• [PROBLEM TO WORK ON]
What is needed is an exact repeat of the lines from the one holding "Where can the flagpole" through the final line of the data, with no pictures.

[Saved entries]
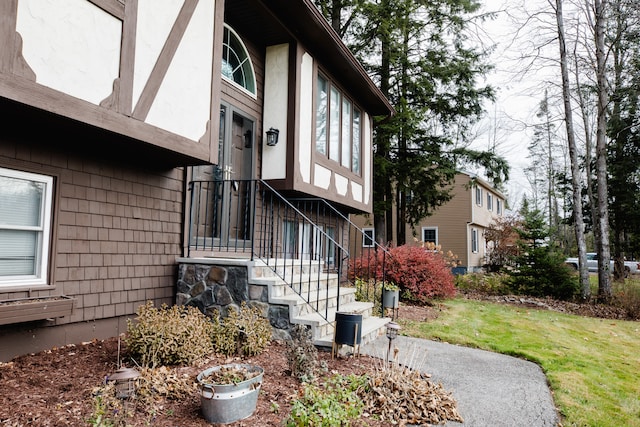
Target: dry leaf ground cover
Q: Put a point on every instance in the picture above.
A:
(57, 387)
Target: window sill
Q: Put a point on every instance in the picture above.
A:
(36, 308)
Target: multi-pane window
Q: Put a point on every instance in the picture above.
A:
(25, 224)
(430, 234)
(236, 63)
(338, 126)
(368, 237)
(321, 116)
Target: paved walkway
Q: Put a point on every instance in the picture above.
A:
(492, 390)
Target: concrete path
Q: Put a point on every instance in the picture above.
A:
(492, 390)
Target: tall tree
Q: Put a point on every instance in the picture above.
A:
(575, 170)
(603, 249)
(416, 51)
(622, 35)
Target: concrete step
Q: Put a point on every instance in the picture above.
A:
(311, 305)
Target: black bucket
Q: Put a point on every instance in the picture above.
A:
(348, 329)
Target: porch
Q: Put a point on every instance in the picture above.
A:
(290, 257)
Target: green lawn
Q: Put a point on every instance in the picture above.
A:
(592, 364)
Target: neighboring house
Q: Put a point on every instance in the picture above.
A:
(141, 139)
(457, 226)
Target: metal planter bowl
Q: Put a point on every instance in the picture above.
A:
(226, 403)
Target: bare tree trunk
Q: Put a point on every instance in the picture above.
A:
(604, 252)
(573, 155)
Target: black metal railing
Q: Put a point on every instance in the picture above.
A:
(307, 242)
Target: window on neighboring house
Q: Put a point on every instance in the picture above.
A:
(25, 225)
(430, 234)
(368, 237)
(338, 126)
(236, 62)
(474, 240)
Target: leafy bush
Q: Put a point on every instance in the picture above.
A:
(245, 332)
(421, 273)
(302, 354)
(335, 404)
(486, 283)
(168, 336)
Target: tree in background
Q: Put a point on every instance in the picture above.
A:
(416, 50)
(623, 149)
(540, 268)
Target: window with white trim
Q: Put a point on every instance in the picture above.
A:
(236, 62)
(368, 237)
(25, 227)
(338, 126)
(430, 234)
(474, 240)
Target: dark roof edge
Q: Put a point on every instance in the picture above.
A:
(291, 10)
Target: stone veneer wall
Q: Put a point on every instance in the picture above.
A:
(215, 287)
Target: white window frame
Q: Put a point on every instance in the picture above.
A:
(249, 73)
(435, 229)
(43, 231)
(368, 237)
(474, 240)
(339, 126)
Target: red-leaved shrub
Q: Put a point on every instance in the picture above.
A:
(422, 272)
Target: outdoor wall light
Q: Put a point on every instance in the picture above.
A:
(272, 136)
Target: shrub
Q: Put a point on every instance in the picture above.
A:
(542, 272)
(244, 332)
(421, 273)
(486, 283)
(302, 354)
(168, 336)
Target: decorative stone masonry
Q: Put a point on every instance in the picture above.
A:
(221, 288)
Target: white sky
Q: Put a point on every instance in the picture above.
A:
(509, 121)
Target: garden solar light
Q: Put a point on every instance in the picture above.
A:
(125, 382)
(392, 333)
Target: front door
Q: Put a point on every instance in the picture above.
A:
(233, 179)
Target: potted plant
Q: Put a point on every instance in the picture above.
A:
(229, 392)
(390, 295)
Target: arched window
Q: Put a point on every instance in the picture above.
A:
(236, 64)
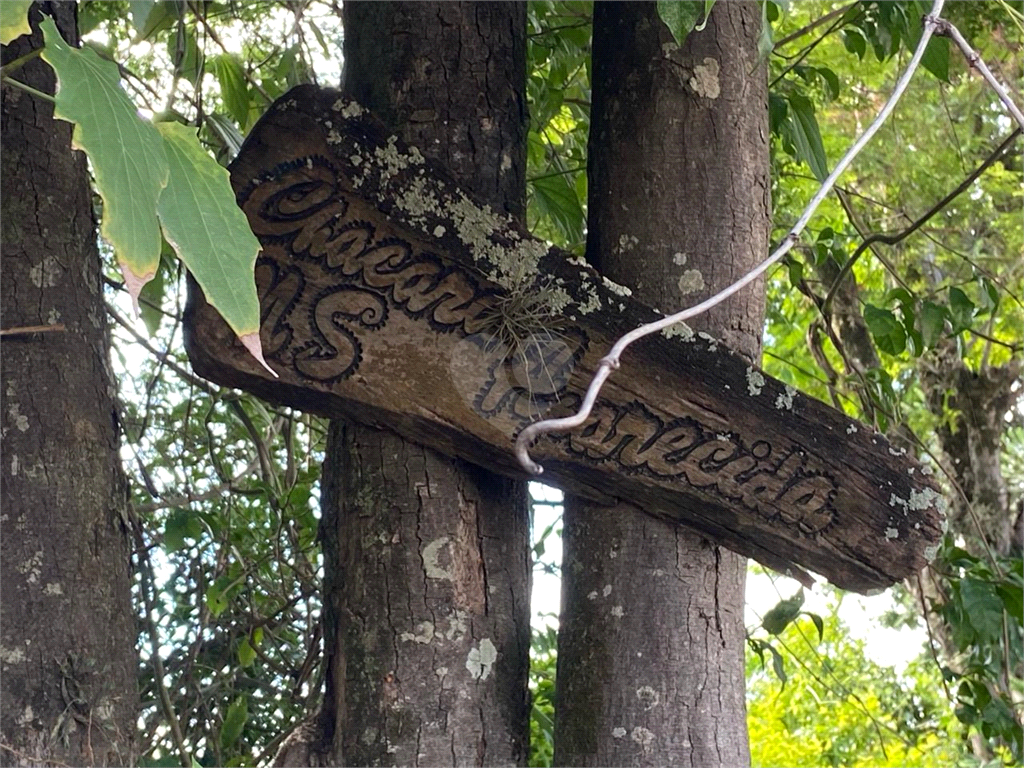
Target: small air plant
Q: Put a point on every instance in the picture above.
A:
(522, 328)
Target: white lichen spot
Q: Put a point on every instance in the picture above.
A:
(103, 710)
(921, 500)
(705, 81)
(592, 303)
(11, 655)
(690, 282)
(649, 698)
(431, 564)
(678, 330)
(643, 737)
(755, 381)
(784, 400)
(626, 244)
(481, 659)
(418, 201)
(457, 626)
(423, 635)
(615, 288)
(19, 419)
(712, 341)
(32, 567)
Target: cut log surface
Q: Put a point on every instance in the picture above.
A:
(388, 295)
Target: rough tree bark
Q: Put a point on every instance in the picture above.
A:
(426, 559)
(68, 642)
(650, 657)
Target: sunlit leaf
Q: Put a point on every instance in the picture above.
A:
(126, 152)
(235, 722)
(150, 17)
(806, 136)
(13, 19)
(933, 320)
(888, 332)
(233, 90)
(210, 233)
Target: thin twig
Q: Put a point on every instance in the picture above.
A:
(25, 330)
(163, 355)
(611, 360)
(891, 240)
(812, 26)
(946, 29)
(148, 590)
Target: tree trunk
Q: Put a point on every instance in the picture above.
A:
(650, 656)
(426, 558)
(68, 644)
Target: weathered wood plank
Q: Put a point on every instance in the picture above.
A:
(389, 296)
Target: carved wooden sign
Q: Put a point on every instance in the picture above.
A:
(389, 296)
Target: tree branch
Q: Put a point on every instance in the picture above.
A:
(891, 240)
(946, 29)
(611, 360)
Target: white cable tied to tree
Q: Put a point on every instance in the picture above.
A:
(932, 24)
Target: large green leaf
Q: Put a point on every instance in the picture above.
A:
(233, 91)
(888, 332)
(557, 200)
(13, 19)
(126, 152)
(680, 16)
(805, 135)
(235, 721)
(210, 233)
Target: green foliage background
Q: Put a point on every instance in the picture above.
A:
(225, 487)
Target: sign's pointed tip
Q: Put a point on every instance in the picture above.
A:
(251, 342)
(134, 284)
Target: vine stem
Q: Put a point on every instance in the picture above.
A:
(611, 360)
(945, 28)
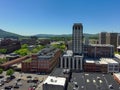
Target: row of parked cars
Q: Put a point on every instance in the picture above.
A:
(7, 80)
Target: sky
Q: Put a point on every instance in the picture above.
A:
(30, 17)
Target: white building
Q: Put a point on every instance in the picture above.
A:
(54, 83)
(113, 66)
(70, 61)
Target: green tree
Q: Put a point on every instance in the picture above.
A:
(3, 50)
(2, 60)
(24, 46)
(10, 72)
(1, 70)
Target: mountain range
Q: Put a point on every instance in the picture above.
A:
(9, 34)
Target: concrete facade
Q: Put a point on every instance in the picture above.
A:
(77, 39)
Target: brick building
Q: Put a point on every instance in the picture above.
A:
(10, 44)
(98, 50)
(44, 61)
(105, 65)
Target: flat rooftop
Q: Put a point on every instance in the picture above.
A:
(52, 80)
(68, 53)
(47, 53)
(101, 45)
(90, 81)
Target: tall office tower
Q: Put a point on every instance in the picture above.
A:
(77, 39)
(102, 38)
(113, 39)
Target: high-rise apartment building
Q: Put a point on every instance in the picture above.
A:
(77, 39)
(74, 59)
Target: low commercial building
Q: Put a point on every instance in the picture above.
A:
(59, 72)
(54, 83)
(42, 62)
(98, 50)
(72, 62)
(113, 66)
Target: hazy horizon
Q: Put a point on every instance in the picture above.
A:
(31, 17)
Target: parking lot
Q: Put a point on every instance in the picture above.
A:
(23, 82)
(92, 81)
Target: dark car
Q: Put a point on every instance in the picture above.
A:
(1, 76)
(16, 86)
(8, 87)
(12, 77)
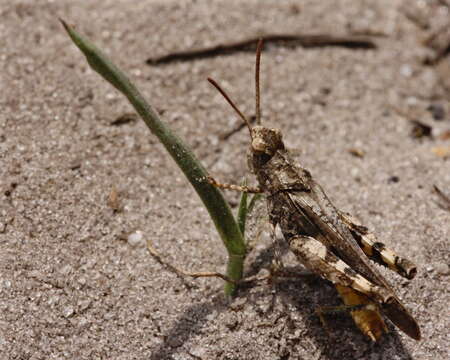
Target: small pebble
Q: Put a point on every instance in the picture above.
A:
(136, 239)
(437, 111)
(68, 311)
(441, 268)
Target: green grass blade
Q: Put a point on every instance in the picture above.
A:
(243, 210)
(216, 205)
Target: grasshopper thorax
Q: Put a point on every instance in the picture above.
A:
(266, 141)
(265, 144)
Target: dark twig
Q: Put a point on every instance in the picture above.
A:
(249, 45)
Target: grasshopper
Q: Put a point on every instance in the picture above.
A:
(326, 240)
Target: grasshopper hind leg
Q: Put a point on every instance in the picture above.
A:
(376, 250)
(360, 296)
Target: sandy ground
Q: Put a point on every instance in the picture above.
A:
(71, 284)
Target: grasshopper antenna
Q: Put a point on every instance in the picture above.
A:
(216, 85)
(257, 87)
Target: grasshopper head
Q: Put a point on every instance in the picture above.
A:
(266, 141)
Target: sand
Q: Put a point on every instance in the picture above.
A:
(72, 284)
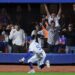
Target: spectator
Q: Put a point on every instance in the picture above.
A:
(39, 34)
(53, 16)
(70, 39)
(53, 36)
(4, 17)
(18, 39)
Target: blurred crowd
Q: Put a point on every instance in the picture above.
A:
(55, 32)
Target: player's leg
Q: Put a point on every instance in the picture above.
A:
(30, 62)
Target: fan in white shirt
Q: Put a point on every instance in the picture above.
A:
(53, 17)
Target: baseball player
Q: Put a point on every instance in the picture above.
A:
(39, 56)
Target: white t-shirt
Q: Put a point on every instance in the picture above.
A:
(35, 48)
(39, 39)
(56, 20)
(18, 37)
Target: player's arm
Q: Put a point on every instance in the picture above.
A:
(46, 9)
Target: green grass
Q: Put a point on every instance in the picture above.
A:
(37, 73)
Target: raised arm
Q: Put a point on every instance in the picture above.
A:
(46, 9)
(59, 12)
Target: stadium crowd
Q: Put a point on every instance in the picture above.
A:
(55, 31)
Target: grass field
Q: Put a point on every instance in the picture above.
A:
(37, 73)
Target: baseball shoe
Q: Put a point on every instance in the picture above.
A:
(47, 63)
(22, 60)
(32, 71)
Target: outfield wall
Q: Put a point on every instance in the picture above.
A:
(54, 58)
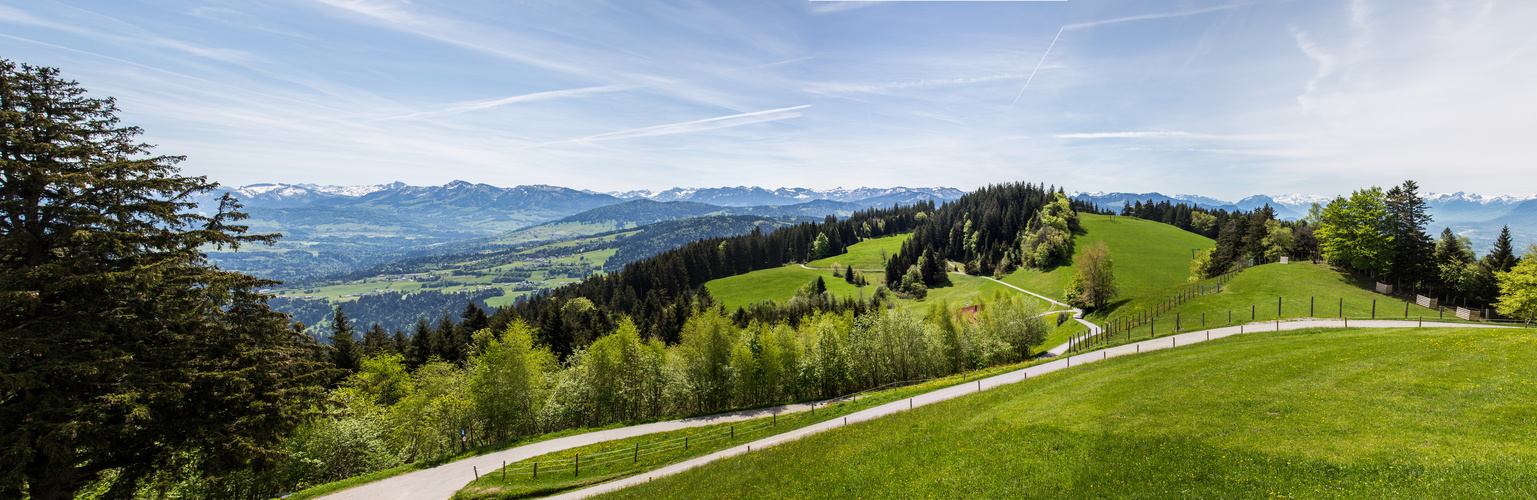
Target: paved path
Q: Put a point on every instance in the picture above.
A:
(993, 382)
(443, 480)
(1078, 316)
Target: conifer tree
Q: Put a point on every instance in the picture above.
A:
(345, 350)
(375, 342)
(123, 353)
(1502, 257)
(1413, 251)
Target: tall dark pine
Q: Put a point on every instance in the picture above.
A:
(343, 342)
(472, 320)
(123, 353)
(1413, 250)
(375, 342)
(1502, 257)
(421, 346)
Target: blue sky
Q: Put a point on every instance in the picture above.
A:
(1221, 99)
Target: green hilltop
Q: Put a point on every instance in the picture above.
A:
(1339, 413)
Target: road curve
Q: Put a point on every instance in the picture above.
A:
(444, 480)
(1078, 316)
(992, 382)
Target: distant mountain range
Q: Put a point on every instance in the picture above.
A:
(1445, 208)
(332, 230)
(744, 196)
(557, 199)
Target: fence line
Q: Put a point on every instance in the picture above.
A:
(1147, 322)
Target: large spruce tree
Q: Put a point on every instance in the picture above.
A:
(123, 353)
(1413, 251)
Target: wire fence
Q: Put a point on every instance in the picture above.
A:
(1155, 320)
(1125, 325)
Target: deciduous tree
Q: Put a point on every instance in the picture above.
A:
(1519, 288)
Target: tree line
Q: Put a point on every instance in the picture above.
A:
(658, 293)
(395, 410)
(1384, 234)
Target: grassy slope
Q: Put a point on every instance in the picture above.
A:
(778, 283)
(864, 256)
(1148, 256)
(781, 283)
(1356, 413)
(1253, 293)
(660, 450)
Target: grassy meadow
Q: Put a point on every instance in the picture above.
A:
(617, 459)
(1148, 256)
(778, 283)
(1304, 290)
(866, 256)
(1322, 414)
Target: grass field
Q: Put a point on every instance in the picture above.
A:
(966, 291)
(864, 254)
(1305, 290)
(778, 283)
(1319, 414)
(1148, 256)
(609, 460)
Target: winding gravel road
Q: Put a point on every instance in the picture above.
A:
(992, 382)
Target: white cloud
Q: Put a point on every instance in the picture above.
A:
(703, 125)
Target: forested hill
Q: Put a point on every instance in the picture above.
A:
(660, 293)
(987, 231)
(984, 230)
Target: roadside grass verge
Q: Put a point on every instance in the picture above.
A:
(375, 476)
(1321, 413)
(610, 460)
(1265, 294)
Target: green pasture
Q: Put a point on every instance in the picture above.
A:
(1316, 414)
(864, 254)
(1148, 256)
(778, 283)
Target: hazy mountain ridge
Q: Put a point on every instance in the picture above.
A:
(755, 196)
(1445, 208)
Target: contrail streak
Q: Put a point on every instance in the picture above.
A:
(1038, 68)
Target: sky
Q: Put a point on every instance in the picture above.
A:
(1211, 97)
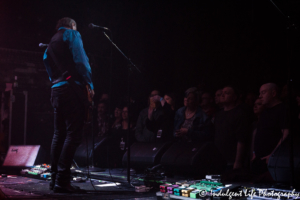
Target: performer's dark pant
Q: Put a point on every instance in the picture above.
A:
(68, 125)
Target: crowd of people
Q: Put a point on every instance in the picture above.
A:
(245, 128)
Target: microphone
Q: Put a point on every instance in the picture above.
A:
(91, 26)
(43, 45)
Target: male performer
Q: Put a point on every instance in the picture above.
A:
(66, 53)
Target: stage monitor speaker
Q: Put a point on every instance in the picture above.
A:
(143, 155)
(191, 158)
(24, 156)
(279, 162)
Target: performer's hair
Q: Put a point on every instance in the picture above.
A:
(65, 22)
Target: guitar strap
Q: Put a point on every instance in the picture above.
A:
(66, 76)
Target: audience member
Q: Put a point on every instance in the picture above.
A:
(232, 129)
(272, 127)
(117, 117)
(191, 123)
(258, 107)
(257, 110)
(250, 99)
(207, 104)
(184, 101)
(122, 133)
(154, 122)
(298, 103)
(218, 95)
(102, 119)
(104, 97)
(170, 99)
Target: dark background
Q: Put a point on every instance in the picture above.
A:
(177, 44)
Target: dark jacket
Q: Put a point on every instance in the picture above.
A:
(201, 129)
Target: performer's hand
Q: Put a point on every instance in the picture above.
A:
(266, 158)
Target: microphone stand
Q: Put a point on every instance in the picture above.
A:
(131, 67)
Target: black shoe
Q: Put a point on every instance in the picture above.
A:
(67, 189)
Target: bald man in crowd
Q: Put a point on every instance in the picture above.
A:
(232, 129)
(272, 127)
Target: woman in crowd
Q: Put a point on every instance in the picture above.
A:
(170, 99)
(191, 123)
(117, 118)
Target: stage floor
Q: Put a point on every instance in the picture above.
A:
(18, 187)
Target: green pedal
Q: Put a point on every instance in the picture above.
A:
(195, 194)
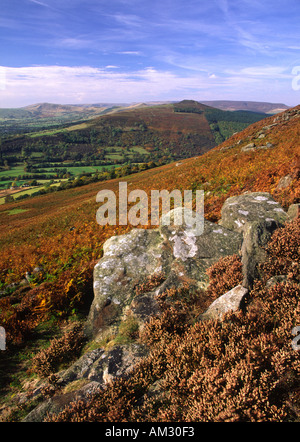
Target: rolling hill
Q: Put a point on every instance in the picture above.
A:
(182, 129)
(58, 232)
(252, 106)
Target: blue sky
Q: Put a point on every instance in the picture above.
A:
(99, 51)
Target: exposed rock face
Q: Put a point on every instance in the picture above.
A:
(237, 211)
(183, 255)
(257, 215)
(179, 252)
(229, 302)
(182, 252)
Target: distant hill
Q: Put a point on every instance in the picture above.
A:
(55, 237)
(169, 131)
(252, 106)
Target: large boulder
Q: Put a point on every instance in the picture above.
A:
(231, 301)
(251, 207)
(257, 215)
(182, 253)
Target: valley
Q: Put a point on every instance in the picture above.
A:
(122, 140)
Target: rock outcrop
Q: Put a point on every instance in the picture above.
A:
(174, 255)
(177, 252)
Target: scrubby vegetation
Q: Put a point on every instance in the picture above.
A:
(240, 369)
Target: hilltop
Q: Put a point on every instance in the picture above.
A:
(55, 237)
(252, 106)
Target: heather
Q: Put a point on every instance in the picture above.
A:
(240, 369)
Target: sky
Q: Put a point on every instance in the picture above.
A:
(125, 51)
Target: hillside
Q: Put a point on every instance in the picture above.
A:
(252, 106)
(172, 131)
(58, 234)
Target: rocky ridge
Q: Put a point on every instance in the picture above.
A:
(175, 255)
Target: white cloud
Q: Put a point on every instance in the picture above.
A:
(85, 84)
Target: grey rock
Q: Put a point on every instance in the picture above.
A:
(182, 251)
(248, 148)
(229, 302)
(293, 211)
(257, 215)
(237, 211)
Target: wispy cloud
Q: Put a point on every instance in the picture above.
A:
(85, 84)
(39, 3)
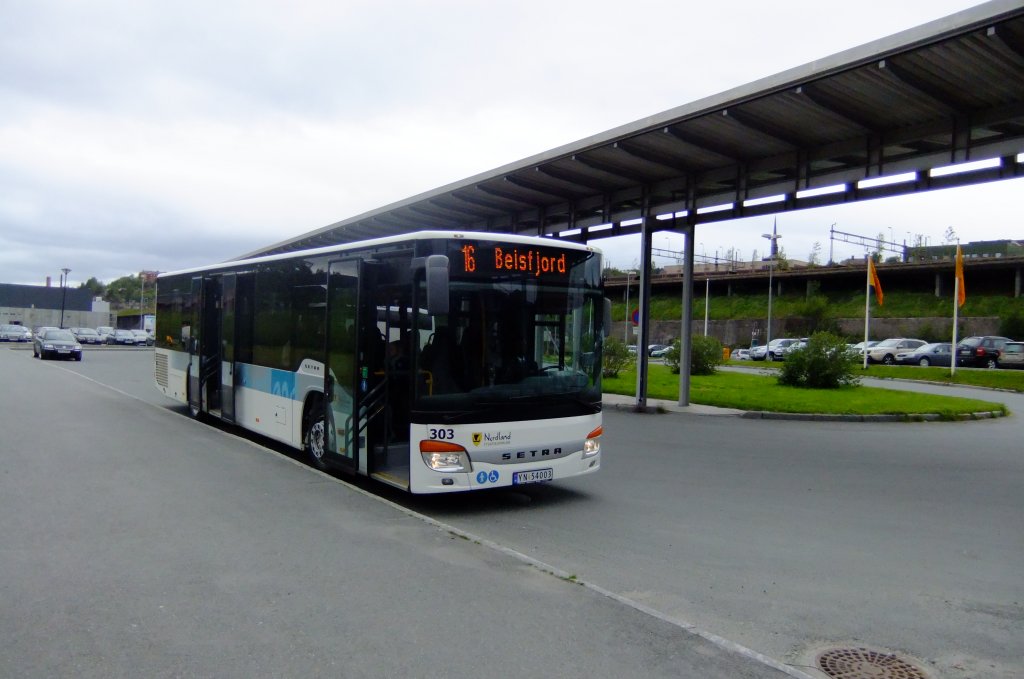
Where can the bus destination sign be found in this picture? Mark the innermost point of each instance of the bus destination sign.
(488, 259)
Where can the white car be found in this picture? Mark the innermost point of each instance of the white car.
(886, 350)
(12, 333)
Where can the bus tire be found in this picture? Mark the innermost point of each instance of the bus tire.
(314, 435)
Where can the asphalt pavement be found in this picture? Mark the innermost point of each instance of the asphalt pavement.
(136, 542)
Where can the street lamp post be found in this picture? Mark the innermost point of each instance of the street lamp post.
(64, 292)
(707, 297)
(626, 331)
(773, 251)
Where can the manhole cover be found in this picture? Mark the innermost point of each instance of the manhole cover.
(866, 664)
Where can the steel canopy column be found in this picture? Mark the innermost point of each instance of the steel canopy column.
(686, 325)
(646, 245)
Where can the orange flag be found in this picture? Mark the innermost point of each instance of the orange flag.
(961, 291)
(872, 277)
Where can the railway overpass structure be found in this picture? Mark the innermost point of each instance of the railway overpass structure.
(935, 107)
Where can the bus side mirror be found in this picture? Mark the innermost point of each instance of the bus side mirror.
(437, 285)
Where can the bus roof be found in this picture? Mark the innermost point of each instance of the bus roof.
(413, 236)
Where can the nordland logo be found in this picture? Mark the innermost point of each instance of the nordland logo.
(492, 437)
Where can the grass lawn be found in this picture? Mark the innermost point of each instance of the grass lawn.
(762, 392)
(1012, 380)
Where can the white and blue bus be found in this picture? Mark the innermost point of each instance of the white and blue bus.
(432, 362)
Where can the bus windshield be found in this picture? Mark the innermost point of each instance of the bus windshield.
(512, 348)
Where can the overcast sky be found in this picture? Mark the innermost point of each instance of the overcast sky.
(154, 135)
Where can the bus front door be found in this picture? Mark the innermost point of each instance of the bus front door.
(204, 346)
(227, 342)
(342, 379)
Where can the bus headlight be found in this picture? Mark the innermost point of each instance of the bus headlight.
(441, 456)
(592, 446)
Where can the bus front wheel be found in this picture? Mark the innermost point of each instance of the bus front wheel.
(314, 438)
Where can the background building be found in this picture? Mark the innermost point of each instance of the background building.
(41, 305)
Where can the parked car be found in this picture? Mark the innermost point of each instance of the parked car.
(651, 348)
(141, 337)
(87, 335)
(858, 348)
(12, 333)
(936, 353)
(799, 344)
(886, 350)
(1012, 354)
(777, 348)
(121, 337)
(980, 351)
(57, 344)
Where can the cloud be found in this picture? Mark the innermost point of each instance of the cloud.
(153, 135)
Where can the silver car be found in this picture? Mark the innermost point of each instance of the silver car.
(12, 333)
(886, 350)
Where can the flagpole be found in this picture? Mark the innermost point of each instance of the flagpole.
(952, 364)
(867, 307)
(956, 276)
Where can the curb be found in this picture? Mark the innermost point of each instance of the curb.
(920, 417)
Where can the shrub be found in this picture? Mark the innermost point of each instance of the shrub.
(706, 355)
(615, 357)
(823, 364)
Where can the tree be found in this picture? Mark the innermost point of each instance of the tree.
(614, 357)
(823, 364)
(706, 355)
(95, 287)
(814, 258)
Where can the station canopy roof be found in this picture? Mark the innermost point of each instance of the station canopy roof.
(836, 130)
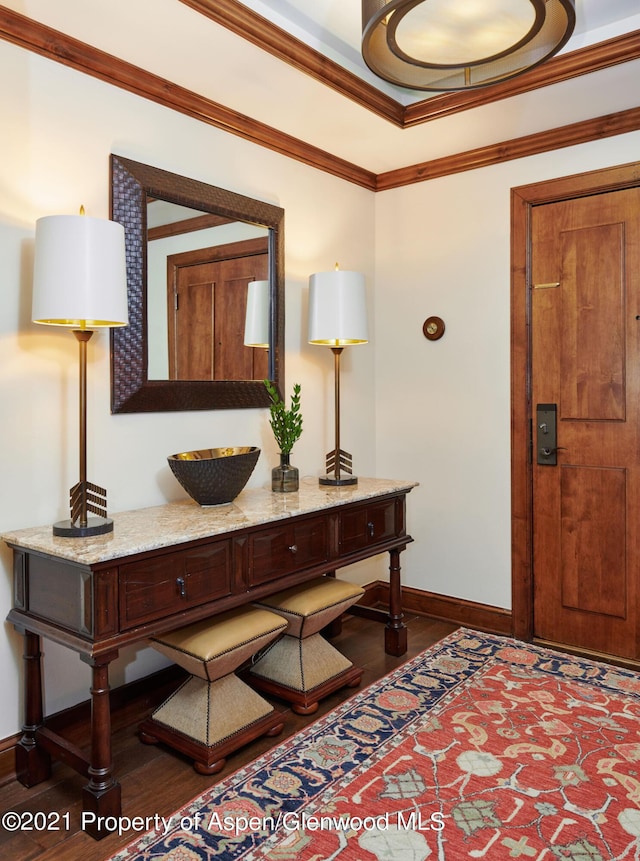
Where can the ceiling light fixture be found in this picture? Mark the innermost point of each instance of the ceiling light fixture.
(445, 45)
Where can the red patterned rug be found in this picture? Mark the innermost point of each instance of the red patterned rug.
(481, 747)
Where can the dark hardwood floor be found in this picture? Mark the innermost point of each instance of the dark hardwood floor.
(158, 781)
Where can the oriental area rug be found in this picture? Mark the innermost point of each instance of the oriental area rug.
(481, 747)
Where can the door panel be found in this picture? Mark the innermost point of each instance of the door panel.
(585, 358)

• [OUTPUT OF THE EXERCISE]
Where can the flagpole be found in this picture? Mark the innermost point of each instance of the flagpole.
(952, 364)
(867, 307)
(956, 276)
Where can the curb be found in this picture? Mark the innermost point of each instance of the curb.
(920, 417)
Where can the shrub be found in this picture? Mark the innermost point of each instance of the shrub.
(706, 355)
(615, 357)
(823, 364)
Where can the tree be found in this picture? Mark the innermost point of each instance of the tree.
(614, 357)
(823, 364)
(706, 355)
(95, 287)
(814, 258)
Where can the station canopy roof be found in this picture? Mark the innermost point of each instance of the station canopy roof.
(836, 130)
Where can the ceiling light fixture be found in this picture? Mark the innermost point of each instance of the ceiling light fixture.
(445, 45)
Where can the red patterned rug be found in this picture? Mark the innermost point of each instance of the red patterned rug.
(481, 747)
Where can the dark hardwood floor be found in this picture? Mark the innermost point of each instance of the dark hardwood floor.
(158, 781)
Where can the oriental area rug be found in this picture? Mark the innermost point of each instance of the oriental area rug.
(481, 747)
Where can the door panel be found in this picture? Mark the innermost point of each instance of the door panel.
(585, 358)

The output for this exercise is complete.